At the hearing the IHO heard testimony from both Plaintiffs, S.S.'s daughter Renee, Plaintiffs' uncle Sammy Watson and his wife Betty, on behalf of the Plaintiffs. (See Doc. 8 at 234-35). Joseph Shelton testified on behalf of Defendant. (See id. at 235). Plaintiffs and their witnesses testified that S.S. and L.S. lived at their grandmother's homesite on HPL through 1974, although L.S. was temporarily away “for schooling and afterwards employment.” (Doc. 14 at 1-2). Joseph Shelton, testified that S.S. and L.S. were not listed on the Bureau of Indian Affairs (“BIA”) enumeration. (See Doc. 16 at 6). He also testified that he was bilingual and available to assist applicants with their relocation application during the time the Plaintiffs submitted their applications. (See id. at 7).

The BIA performed an “enumeration” or census of the people and improvements to land located within the former joint-use area that became HPL and Navajo Partitioned Land (“NPL”) in 1974 and 1975.

On June 3, 2016, the IHO issued a decision denying Plaintiffs' appeal and affirming Defendant's denial of benefits. (See Doc. 8 at 236; Doc. 8-2 at 163). To support his decision, the IHO cited inconsistencies between Plaintiffs' applications and testimony. (See Doc. 8 at 237; Doc. 8-2 at 163). The IHO also noted the absence of Plaintiffs' names from the BIA enumeration. (See Doc. 8 at 238; Doc. 8-2 at 163). The IHO stated that “[t]his is not a case where applicant can complain that the BIA enumerators simply skipped over them during the enumeration process” because neighbors of the Plaintiffs' claimed homesite were included in the enumeration. (Doc. 8 at 238). Additionally, “given the breadth of the claimed improvements . . . it would be highly unlikely to have been missed . . . .” (Id. at 238-39). For S.S.'s application specifically, the IHO also stated that “applicant's husband Ralph has an imperative to avoid driving to the top of Black Mesa in inclement weather since he needed to commute to work daily” and that applicant had other relatives living elsewhere that she could have been living with to support his conclusion. (Id. at 238).

Data block:
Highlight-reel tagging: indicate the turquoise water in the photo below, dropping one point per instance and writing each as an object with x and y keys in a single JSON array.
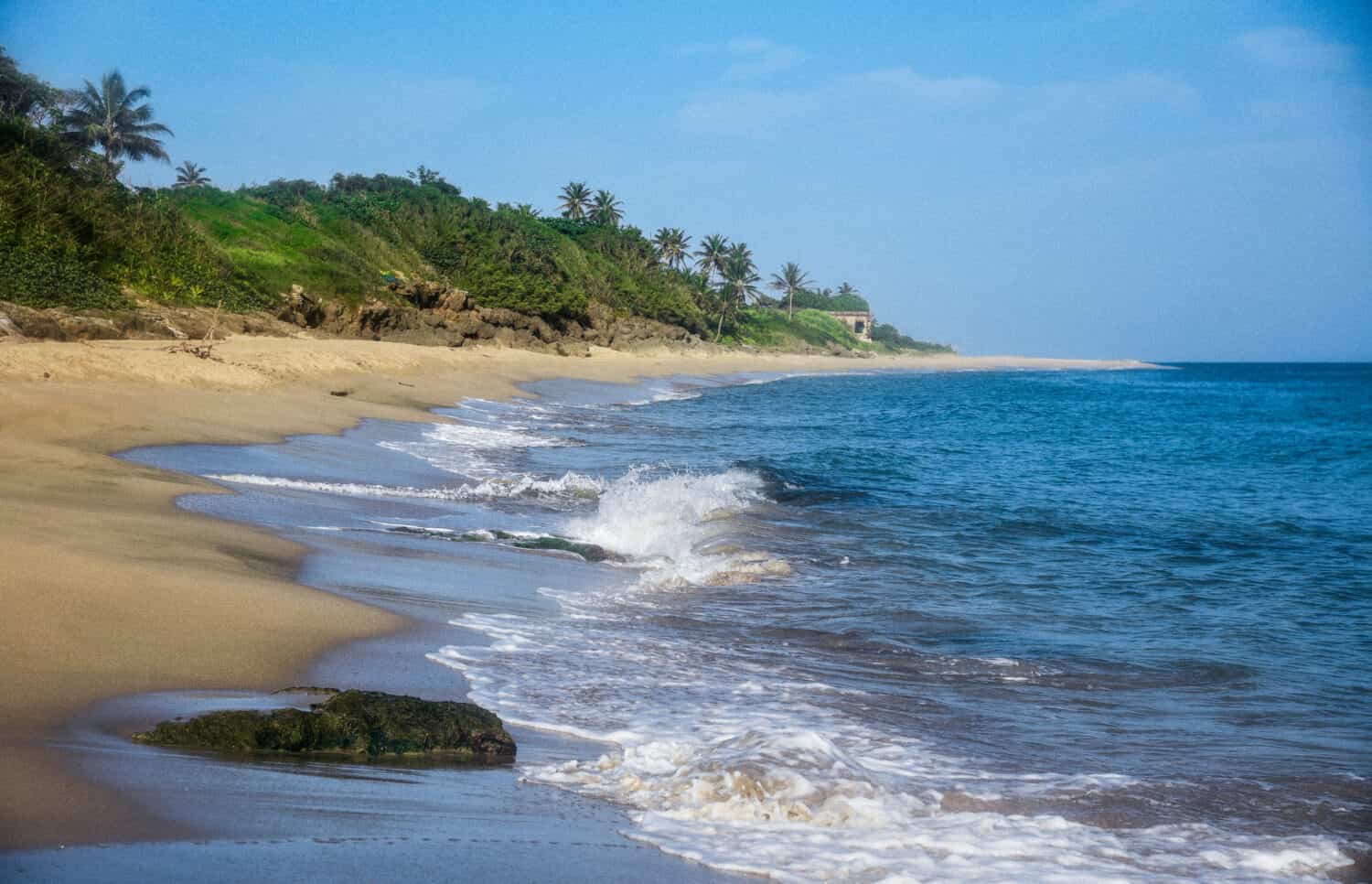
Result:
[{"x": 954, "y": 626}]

Instruction:
Reproduce the passage from the excerpt on the relocation benefits hearing word for word, starting at "The BIA performed" and ending at "1974 and 1975.".

Written reply:
The BIA performed an “enumeration” or census of the people and improvements to land located within the former joint-use area that became HPL and Navajo Partitioned Land (“NPL”) in 1974 and 1975.